**Текстовый фрагмент**.
---*---
I. Первые шаги на пути литературы и первые стихи

В середине 90-х годов, когда вышел его сборник «Под северным небом», Бальмонт пел на мотивы обычные: унылость, романтическая скорбь, жалобы на убожество жизни. Так пели многие в те времена поэты. Читатели и поклонники Гаршина и Надсона воспринимали и от Бальмонта то самое, к чему привыкли. Даже эпиграф, взятый из тоскующего эпигона немецких романтиков Ленау: «Никогда не предстало передо мной в жизни божественное без сопутствия грусти» – отвечал тогдашним запросам. В стихотворении «Нить Ариадны» только по порывистому триметру узнаешь настоящего Бальмонта:

Меж прошлым и будущим нить

Я тку неустанной, проворной рукою:

Хочу для грядущих столетий покорно и честно служить

Борьбой, и трудом, и тоскою, —

Тоскою о том, чего нет,

Что дремлет пока, как цветок под водою,

О том, что когда-то проснется чрез многие тысячи лет,

Чтоб вспыхнуть падучей звездою.

Есть много несказанных слов

И много созданий, не созданных ныне, —

Их столько же, сколько песчинок среди бесконечных песков

В немой аравийской пустыне.
---*---
**Записи из набора данных**.
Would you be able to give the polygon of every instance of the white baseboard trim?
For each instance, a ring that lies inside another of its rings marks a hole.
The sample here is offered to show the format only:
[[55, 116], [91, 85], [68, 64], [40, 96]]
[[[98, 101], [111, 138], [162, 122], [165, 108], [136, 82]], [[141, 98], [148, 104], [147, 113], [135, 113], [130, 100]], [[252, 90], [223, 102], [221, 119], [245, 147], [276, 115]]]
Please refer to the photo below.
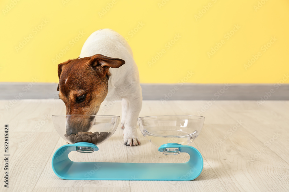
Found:
[[[58, 83], [0, 83], [0, 99], [57, 98]], [[289, 100], [289, 84], [141, 84], [144, 100]]]

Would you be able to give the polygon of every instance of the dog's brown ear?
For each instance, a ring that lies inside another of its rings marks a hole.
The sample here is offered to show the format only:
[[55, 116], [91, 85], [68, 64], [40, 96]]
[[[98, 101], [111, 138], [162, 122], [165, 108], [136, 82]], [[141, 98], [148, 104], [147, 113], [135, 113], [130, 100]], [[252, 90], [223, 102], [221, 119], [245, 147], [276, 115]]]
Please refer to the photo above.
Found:
[[[72, 61], [73, 59], [69, 59], [68, 60], [64, 62], [63, 63], [62, 63], [60, 64], [59, 64], [58, 65], [58, 81], [59, 80], [59, 79], [60, 79], [60, 75], [61, 74], [61, 72], [62, 71], [62, 68], [64, 66], [69, 63], [70, 62]], [[58, 83], [58, 86], [57, 86], [57, 90], [59, 90], [59, 83]]]
[[[118, 68], [125, 63], [124, 60], [98, 54], [91, 57], [89, 64], [104, 76], [110, 67]], [[99, 67], [101, 67], [99, 69]]]

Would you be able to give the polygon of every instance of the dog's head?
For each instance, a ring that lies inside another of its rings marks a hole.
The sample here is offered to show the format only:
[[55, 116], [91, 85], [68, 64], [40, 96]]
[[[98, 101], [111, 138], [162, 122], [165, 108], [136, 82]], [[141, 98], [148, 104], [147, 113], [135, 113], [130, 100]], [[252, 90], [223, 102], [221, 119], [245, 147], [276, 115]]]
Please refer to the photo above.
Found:
[[[122, 59], [97, 54], [59, 64], [57, 90], [65, 104], [66, 114], [96, 115], [107, 94], [109, 69], [118, 68], [125, 62]], [[83, 117], [68, 117], [67, 134], [88, 130], [93, 118]]]

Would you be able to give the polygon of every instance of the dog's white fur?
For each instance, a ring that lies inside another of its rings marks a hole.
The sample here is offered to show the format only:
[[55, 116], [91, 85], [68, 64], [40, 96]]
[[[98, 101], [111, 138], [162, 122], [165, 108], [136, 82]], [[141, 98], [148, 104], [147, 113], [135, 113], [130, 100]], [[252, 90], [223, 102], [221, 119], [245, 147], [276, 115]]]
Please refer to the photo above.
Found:
[[138, 67], [131, 49], [124, 38], [109, 29], [92, 33], [82, 47], [79, 58], [101, 54], [124, 60], [125, 63], [117, 68], [110, 68], [108, 92], [106, 100], [122, 99], [121, 125], [124, 142], [138, 145], [137, 118], [142, 108], [142, 97]]

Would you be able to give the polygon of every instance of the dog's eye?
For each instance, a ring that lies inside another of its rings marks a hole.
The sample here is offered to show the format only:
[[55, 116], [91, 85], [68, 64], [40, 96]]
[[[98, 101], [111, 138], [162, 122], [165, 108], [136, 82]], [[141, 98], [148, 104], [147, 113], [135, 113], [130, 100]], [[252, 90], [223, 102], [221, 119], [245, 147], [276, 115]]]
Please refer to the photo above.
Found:
[[80, 97], [77, 97], [76, 101], [77, 103], [80, 103], [81, 102], [83, 101], [83, 100], [85, 98], [85, 95], [84, 95]]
---*---
**Задания**.
A) Перескажите короче абзац текста о Бальмонте, который начинается словами «В середине 90-х годов». Сохраните основные факты.
B) Воспроизведите без изменений отрывок текста о Бальмонте от «Чтоб вспыхнуть падучей» до «немой аравийской пустыне.».
Для работы нужен только текст о Бальмонте.

**Выполненное задание**.
A) В середине 90-х годов вышел сборник «Под северным небом». В нем Бальмонт, как и многие поэты того времени, писал на обычные мотивы: унылость, романтическая скорбь, жалобы на убожество жизни. Читатели Гаршина и Надсона находили у него то же, к чему привыкли. Тогдашним запросам отвечал и эпиграф из Ленау, тоскующего эпигона немецких романтиков. В стихотворении «Нить Ариадны» настоящего Бальмонта выдает лишь порывистый триметр.

B)
Чтоб вспыхнуть падучей звездою.

Есть много несказанных слов

И много созданий, не созданных ныне, —

Их столько же, сколько песчинок среди бесконечных песков

В немой аравийской пустыне.